**ATTIVITÀ**
1) Trascrivi dal brano sul PDP il tratto che va da "Dopo aver effettuato" fino a "didattico personalizzato (PDP).".
2) Per favore, prosegui il brano sul PDP a partire dalla sua ultima frase.

Dopo aver effettuato una visita e constatato il disturbo, la relazione stilata dai clinici deve essere consegnata alla scuola. Nella maggior parte dei casi, i due soggetti citati non comunicano direttamente tra loro, per questo il genitore si fa mediatore tra le parti: raccoglie la valutazione clinica e la rilascia all’istituto scolastico che, durante il primo consiglio di classe disponibile, si attiverà per mettere in pratica tutte le misure dispensative e compensative necessarie allo studente, creando per lui un piano didattico personalizzato (PDP).
Il PDP rappresenterà il documento scritto scuola-famiglia-studente che vedrà i docenti responsabili dell’attivazione delle misure compensative e dispensative necessarie all’alunno con DSA e ai genitori nel lavoro di responsabilizzazione verso gli obiettivi che il proprio figlio dovrà perseguire.
Nel PDP non è prevista, invece, la collaborazione della famiglia?
Sebbene il genitore non sia obbligato ad attivarsi nei percorsi specifici scelti per il proprio figlio, è sempre consigliabile che gli insegnanti gli suggeriscano delle strategie da applicare in ambito domestico. In aggiunta a questo, sarebbe poi auspicabile programmare degli incontri allargati tra scuola e famiglia per condividere quanto fatto in classe con l’alunno. Entrambe le parti, infatti, sono soggetti fondamentali per la vita del bambino, per questo la loro costante collaborazione è un buon punto di partenza per aiutare al meglio il soggetto con DSA.
Qualora si presentassero delle barriere linguistiche o culturali si potrebbe ostacolare questa comunicazione?
Come abbiamo visto in un precedente articolo, un bambino che presenta un’interferenza linguistica molto importante viene inserito in quelli che si definiscono bisogni educativi speciali o BES e, prima di effettuare una valutazione per la presenza di DSA, deve essere esposto alla lingua per almeno tre anni. È comunque possibile che se il bambino abbia difficoltà linguistiche, queste siano presenti anche all’interno della famiglia. Il che non rappresenta un problema: in tal caso, si richiede l’ausilio di mediatori culturali attraverso l’asl per far in modo che si possa realizzare la comunicazione tra l’ambito domestico e quello scolastico.

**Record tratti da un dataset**
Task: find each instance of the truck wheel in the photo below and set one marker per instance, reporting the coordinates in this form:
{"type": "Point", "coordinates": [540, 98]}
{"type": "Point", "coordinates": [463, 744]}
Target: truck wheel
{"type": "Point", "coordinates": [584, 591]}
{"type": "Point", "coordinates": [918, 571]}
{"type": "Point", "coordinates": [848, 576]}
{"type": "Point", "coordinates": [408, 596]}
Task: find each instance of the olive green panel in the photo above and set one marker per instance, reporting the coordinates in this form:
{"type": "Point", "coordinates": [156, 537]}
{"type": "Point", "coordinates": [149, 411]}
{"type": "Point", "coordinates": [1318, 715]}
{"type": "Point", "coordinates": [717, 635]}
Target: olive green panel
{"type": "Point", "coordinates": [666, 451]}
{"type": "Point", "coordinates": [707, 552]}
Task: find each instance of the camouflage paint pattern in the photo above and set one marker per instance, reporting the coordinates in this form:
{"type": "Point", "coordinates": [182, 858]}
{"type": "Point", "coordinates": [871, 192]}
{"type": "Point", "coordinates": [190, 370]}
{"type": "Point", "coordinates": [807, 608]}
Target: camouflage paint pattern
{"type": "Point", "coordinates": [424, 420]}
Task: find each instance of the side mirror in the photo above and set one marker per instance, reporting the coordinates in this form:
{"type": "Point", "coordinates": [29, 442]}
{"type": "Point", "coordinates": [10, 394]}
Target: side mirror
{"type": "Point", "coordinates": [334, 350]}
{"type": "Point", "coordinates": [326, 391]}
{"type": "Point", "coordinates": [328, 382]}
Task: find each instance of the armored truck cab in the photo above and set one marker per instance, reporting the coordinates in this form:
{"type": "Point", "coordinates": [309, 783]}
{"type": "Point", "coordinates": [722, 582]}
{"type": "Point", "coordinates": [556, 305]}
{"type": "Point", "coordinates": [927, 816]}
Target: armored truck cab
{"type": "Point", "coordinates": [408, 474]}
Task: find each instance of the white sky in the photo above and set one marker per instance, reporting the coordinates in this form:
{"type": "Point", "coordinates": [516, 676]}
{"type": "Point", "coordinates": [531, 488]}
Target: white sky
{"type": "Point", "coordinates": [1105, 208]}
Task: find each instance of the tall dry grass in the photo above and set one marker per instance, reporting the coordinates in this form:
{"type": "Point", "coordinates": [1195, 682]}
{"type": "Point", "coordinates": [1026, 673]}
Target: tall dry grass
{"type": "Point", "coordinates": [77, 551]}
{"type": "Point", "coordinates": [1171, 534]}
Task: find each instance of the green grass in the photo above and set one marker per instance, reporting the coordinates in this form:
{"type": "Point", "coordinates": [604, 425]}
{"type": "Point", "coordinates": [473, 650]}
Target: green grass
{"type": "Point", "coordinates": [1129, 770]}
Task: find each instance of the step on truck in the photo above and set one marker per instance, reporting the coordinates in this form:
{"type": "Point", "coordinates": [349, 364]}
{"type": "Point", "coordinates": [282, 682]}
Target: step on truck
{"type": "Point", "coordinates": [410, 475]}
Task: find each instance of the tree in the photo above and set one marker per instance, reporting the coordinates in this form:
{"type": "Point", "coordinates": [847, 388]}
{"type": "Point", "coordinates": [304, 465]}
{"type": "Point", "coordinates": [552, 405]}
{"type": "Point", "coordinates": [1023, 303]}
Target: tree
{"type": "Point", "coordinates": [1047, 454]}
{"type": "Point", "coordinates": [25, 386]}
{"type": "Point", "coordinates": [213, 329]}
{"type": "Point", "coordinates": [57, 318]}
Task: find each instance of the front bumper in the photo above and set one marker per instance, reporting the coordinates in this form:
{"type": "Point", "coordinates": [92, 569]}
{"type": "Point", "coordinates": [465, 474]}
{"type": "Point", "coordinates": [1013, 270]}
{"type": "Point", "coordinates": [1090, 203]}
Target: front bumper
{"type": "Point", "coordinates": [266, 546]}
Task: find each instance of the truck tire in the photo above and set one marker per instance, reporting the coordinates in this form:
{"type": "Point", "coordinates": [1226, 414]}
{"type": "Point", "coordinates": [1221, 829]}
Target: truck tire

**RISULTATI DEGLI ESERCIZI**
1)
Dopo aver effettuato una visita e constatato il disturbo, la relazione stilata dai clinici deve essere consegnata alla scuola. Nella maggior parte dei casi, i due soggetti citati non comunicano direttamente tra loro, per questo il genitore si fa mediatore tra le parti: raccoglie la valutazione clinica e la rilascia all’istituto scolastico che, durante il primo consiglio di classe disponibile, si attiverà per mettere in pratica tutte le misure dispensative e compensative necessarie allo studente, creando per lui un piano didattico personalizzato (PDP).

2)
Perché la comunicazione scuola-famiglia è sempre fondamentale.
Nel caso in cui tale rapporto esista e funzioni, si incorrerà in numerosi benefici soprattutto per il bambino. La costruzione di un dialogo e la regolarità degli incontri può abbassare le ansie e i risentimenti che spesso si creano in assenza di una collaborazione. Ciò darà modo al bambino di lavorare al meglio sul suo apprendimento: si è constatato infatti che le emozioni negative che lo circondano possono avere delle conseguenze sul suo percorso.
Dalla tua esperienza diretta puoi confermare una reale esistenza di questa rete tra scuola e famiglia? Ed è cambiata nel corso del tempo?
Indubbiamente è migliorata negli anni grazie anche alla maggiore conoscenza e consapevolezza riguardo alle caratteristiche dei disturbi di apprendimento. Nonostante ciò, c’è ancora molto da lavorare. Spesso le due parti si trovano ad affrontare delle incomprensioni derivanti dal carico di impegni che entrambe presentano. Sia scuola che famiglia soffrono di una mancanza di tempo e di “spazio mentale” per dedicarsi alla cura del loro rapporto. Questa difficoltà, inoltre, si accentua con l’avanzare dell’età dello studente: rispetto all’età adolescenziale è sicuramente necessario migliorare la rete di comunicazione in modo ancor più significativo.
Questa può essere migliorata attraverso un mediatore che aiuti nell’instaurazione del rapporto o questo deve obbligatoriamente nascere da una delle due parti?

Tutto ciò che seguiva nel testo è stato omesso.